▶ _Passage to read_:
=== Begin Enclosure ===

On the day of his release on 23 October, Chan apologised to Poon Hiu-wing's family and the Hong Kong society in general, obliquely referring to the unrest that he ultimately caused in the city, and asked for forgiveness. Reverend Canon Peter Douglas Koon had purchased tickets to accompany Chan to fly to Taiwan on the day of his release, but they were unable to board the flight due to the timing of his release. As the case became a sensitive political issue, Reverend Koon expressed that Chan would delay his surrender to Taiwan until the presidential elections were over. In the meantime, Taiwan's criminal police department have set up an ad hoc group to handle Chan's case in general, and created a special "single window" mechanism to process Chan's visa application, his expected arrival, and other related arrangements. With Taiwan closing its borders to non-residents due to the COVID-19 pandemic, Chan remains in Hong Kong. He was put under police protection that he requested, reportedly until July 2021 as he no longer stays in the police's safe house.

In October 2021, Poon's mother criticized the Democratic Alliance for the Betterment and Progress of Hong Kong (DAB) lawmakers Starry Lee and Holden Chow for "vanishing" on her after holding a press conference in 2019 with her to push forward the 2019 Hong Kong extradition bill. Lee, Chow, Chris Tang, and Raymond Siu all declined to meet with Poon's mother when she invited them to join her for a press conference. In 2022, Peter Koon, now a member of the Election Committee, stated that Chan could not fly to Taiwan as he had been blacklisted by the airlines, and that the Hong Kong government might have to consider extraterritorial jurisdiction to deal with his case now that the extradition bill had been withdrawn.

=== End Enclosure ===

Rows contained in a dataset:
=== Begin Enclosure ===

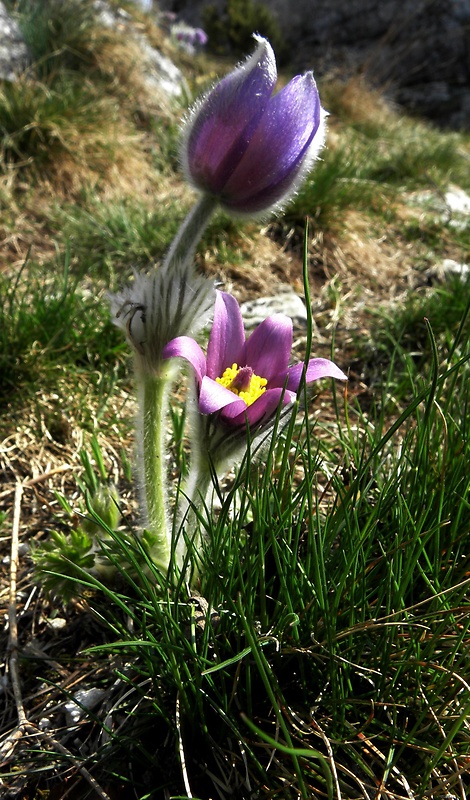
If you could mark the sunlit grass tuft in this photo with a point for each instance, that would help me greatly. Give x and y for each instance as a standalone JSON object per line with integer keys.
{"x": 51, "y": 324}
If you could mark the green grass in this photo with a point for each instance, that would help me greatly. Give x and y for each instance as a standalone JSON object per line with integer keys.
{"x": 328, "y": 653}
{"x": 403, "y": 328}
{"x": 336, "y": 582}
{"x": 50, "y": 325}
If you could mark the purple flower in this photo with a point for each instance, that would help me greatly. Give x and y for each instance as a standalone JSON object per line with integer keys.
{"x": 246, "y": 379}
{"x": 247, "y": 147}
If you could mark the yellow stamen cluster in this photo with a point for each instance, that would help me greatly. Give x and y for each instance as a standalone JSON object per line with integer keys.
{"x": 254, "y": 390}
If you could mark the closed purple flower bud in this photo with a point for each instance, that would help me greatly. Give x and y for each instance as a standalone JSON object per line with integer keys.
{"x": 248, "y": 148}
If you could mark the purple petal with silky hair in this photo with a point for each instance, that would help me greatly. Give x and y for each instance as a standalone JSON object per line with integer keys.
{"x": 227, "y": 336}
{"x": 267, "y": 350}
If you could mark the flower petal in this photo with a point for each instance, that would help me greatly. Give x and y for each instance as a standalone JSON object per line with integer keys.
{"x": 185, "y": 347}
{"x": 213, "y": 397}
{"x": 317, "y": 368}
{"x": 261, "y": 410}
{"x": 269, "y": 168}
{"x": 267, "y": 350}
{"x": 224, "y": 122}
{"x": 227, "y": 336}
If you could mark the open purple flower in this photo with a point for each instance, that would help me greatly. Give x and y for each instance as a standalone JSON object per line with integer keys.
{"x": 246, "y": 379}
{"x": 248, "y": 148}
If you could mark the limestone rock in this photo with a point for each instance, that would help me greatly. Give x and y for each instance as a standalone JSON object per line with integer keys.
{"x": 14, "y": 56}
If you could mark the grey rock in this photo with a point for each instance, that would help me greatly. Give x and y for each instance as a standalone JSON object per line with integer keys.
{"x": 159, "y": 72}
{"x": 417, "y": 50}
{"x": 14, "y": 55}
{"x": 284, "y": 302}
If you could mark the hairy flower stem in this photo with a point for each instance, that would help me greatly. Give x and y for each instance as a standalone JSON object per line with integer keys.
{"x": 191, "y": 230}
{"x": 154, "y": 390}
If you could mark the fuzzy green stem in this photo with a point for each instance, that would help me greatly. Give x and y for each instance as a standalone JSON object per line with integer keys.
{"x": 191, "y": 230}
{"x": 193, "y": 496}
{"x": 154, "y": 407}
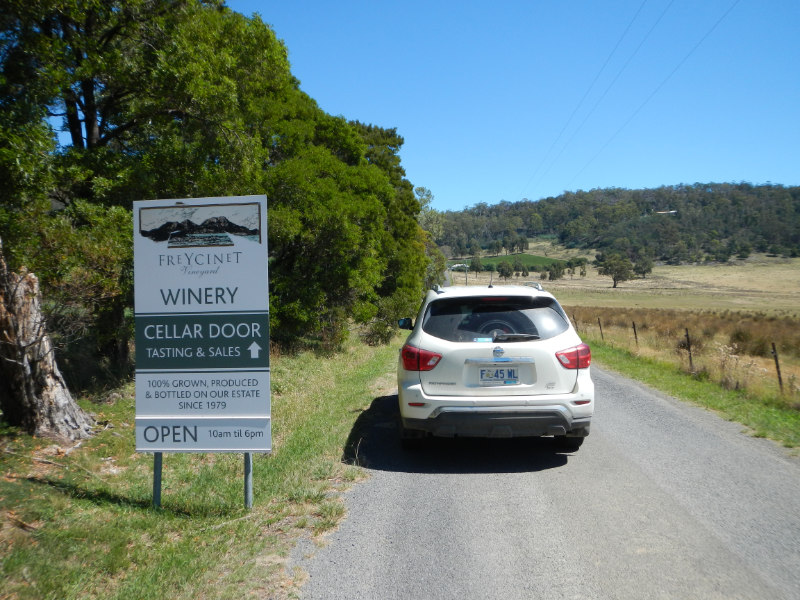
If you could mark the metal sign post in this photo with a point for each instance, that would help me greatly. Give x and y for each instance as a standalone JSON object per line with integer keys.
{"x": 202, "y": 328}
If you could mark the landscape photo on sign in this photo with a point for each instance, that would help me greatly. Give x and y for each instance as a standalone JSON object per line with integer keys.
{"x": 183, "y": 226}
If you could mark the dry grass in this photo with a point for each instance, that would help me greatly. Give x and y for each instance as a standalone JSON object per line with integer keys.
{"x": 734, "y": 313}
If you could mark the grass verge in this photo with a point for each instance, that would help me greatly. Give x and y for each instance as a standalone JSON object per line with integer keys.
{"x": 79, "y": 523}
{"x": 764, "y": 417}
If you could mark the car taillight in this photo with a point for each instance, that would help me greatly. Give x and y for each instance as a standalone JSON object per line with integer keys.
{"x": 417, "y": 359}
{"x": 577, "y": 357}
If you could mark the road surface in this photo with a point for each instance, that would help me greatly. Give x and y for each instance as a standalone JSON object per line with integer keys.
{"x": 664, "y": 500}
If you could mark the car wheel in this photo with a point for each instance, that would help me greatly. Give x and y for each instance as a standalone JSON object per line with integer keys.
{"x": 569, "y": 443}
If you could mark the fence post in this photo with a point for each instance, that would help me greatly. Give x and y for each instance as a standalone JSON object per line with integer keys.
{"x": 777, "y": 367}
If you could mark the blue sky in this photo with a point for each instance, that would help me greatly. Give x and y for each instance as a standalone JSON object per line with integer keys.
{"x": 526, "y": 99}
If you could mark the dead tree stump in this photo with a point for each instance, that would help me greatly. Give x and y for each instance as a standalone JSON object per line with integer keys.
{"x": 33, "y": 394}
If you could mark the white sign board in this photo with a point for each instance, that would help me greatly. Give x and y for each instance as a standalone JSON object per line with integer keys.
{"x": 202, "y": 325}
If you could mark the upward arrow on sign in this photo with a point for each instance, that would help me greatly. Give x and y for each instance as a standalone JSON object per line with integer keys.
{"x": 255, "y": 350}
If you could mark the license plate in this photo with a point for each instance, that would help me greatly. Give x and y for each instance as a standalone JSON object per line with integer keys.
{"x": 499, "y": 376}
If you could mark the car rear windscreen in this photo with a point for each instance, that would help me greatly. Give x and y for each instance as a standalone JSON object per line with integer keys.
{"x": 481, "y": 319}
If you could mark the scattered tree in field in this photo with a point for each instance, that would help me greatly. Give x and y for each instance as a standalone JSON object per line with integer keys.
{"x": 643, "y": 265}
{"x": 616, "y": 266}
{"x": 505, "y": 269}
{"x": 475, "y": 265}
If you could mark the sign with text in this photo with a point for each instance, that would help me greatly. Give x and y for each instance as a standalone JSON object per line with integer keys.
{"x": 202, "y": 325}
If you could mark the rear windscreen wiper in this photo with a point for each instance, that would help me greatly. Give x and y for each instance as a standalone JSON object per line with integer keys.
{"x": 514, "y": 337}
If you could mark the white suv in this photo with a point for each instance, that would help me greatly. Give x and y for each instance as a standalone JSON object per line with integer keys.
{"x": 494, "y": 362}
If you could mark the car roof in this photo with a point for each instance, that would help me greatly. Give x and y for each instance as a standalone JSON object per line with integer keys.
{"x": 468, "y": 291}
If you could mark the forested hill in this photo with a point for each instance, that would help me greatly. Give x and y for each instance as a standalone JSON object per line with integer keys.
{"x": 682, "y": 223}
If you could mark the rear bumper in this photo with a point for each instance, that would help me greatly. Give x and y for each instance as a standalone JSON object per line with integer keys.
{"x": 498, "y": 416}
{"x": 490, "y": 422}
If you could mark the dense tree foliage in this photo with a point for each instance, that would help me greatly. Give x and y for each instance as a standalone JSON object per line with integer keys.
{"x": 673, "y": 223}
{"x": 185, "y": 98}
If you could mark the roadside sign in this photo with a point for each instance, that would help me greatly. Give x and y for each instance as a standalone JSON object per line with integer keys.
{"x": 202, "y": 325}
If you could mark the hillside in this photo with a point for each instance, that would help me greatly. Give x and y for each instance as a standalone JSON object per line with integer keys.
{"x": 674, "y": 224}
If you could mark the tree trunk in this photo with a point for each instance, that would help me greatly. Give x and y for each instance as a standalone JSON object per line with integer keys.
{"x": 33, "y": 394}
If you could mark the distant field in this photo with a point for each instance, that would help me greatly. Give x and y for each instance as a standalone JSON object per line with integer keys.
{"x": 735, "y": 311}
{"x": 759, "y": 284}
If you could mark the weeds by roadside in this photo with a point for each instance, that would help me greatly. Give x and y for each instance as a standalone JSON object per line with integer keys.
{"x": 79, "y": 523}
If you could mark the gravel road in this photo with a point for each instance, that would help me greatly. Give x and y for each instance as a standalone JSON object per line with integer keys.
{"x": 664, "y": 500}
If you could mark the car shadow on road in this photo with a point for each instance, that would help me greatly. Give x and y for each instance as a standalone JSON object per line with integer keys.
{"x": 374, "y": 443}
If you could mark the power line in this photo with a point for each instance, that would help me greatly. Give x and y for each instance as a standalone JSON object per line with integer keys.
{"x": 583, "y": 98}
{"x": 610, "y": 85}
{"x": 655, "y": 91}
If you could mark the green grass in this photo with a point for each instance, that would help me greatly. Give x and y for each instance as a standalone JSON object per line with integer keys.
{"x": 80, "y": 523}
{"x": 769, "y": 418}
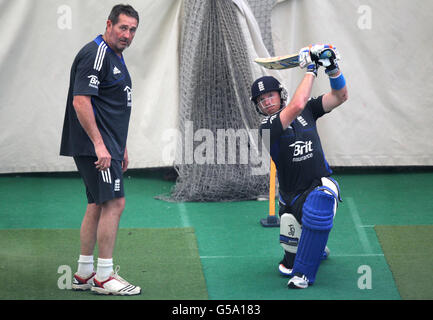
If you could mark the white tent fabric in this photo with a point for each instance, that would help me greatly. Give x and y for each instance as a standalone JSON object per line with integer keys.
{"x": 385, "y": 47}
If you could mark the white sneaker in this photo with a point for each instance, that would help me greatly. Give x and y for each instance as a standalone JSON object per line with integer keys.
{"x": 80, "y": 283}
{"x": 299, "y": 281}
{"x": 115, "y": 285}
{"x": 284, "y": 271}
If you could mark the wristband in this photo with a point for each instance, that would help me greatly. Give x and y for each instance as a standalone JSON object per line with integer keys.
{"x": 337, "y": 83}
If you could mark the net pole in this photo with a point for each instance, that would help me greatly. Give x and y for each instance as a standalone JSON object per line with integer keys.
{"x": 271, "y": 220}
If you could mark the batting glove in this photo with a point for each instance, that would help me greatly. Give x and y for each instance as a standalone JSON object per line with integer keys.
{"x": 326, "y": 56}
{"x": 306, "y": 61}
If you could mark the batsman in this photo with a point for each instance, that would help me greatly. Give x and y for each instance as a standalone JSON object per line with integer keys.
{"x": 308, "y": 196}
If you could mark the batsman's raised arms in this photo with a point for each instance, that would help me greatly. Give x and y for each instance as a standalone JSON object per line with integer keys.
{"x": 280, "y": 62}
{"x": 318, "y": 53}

=== End Enclosure ===

Please answer these three questions on the passage about Chan's case, one a line, marked 1., 2., 3.:
1. On what date was Chan released?
2. Which two DAB lawmakers did Poon's mother criticize in October 2021 for "vanishing" on her?
3. In 2022, what reason did Peter Koon give for why Chan could not fly to Taiwan?
The rows are separate material and have no connection to the passage about Chan's case.

1. 23 October
2. Starry Lee and Holden Chow
3. Chan had been blacklisted by the airlines.